SOURCE PASSAGE:
So the question seems to become: what initiated these two requests for 2048 bytes?
Comment 3 Mark Johnston freebsd_committer freebsd_triage 2025-03-27 08:53:47 UTC
Created attachment 259079 [details]
possible patch

How much RAM does the instance have?

Does the attached patch help?
Comment 4 Dimitry Andric freebsd_committer freebsd_triage 2025-03-27 18:05:52 UTC
(In reply to Mark Johnston from comment #3)
I started initially with 3G, to keep below a 4G barrier. But since i386 seems to have PAE I increased it to 8G. But I can configure it in any way you would need.

Interestingly the patch seems to fix the issue! It boots to multi-user just fine now, and survives a "zpool scrub zroot".
Comment 5 Mark Johnston freebsd_committer freebsd_triage 2025-03-28 08:50:14 UTC
(In reply to Dimitry Andric from comment #4)
I'm wondering if the panic is reproducible with less than 4GB of RAM.  In particular, I guess we're bouncing the I/O pages, and since the driver doesn't keep track of the 1st page offset, this flag fixes the problem.  Could you please try, say, 3GB of RAM, and without the patch?  In particular I note that the page address passed by storvsc_xferbuf_prepare() is a uint64_t, so maybe we can avoid bouncing entirely on i386.

If that works, it still doesn't explain why we need to disable the assertion on arm64.  Can we try the same test from comment 2 on arm64?
Comment 6 Dimitry Andric freebsd_committer freebsd_triage 2025-03-28 20:01:19 UTC
(In reply to Mark Johnston from comment #5)
> Could you please try, say, 3GB of RAM, and without the patch?

With 3G of RAM it boots fine, without the patch!

If I increase to 4G, it panics with "storvsc recvbuf is not large enough". If I increase to 5G or larger, it panics with "invalid 1st page, ofs 0x378f000, len 2048", so I suppose it then switches to PAE mode?
Comment 7 Mark Johnston freebsd_committer freebsd_triage 2025-03-29 08:38:53 UTC
Created attachment 259144 [details]
possible patch

(In reply to Dimitry Andric from comment #6)
> If I increase to 4G, it panics with "storvsc recvbuf is not large enough".

Weird, I have no idea about that.  I guess we should look at the packet length in vmbus_chan_recv().  A stack trace would also be useful.  But, does it happen at all with the patch in comment 3?

I think that patch is the correct solution.  The attached patch should also eliminate unnecessary bouncing on i386 systems with physical RAM above 4GB.  I think what's happening is that we are getting a 4KB I/O across two pages above 4GB, and busdma is bouncing it into the first 2KB of each of two pages below 4GB.  The storvsc driver isn't able to cope with that.

Again, it would be really nice to understand why the assertion fails on arm64, and whether the attached patch fixes that as well.  A storage driver like this really shouldn't be bouncing on 64-bit systems.
Comment 8 Dimitry Andric freebsd_committer freebsd_triage 2025-03-29 12:43:07 UTC
(In reply to Mark Johnston from comment #7)

EXTRACTED RECORDS:
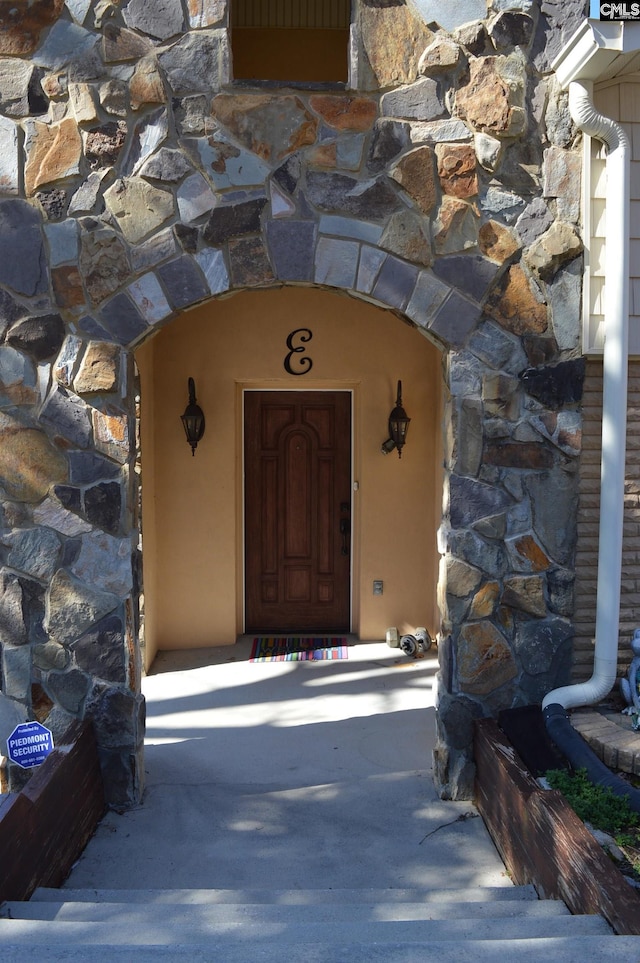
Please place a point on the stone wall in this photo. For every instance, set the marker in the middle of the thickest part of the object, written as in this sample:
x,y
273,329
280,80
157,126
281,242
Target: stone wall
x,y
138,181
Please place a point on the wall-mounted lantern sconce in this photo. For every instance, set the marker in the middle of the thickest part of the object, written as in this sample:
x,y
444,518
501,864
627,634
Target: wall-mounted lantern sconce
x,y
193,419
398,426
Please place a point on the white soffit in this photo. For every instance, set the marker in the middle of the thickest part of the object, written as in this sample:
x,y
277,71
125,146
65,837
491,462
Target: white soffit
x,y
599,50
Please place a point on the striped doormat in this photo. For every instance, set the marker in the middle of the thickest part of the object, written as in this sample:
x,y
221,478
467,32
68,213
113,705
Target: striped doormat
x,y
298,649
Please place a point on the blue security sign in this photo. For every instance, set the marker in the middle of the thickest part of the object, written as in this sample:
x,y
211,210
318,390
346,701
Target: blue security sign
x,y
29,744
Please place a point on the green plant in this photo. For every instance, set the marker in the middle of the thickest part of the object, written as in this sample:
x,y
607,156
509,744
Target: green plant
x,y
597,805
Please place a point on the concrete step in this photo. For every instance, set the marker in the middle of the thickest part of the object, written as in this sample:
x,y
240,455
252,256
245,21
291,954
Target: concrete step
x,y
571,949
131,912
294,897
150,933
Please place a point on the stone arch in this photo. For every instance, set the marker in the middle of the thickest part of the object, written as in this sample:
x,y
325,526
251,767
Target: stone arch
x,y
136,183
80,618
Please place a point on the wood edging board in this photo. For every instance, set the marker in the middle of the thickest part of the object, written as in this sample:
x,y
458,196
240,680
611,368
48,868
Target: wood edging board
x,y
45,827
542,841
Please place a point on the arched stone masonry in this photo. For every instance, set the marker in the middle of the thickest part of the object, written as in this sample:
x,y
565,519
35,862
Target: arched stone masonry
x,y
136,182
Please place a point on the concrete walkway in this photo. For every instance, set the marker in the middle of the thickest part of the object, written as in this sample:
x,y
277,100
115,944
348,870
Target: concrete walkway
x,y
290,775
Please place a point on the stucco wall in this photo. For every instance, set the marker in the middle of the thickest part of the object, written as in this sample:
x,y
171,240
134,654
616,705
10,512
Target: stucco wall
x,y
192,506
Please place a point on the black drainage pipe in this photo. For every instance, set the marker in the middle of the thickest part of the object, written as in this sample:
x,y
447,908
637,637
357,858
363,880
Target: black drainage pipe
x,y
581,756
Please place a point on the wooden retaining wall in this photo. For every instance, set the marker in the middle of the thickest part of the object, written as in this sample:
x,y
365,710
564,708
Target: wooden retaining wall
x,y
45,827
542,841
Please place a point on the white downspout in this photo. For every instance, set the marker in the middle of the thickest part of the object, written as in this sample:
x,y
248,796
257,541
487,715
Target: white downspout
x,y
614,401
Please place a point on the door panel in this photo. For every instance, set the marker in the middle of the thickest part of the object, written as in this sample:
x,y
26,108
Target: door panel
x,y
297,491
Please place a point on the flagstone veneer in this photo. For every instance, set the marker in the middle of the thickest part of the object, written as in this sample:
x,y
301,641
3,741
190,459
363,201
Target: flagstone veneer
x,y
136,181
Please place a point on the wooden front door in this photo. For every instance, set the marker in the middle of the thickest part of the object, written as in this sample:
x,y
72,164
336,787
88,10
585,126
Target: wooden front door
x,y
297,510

ASSIGNMENT 1:
From the storvsc bug thread above:
(a) How much RAM did Dimitry Andric first give the instance?
(b) With 3G of RAM and without the patch, what happened when the system started up?
(c) What panic message showed up when the RAM was raised to 4G?
ASSIGNMENT 2: Write out the part of the storvsc bug thread from "If that works, it" to "to PAE mode?", word for word.

ANSWER 1:
(a) 3G.
(b) It booted fine.
(c) "storvsc recvbuf is not large enough"

ANSWER 2:
If that works, it still doesn't explain why we need to disable the assertion on arm64.  Can we try the same test from comment 2 on arm64?
Comment 6 Dimitry Andric freebsd_committer freebsd_triage 2025-03-28 20:01:19 UTC
(In reply to Mark Johnston from comment #5)
> Could you please try, say, 3GB of RAM, and without the patch?

With 3G of RAM it boots fine, without the patch!

If I increase to 4G, it panics with "storvsc recvbuf is not large enough". If I increase to 5G or larger, it panics with "invalid 1st page, ofs 0x378f000, len 2048", so I suppose it then switches to PAE mode?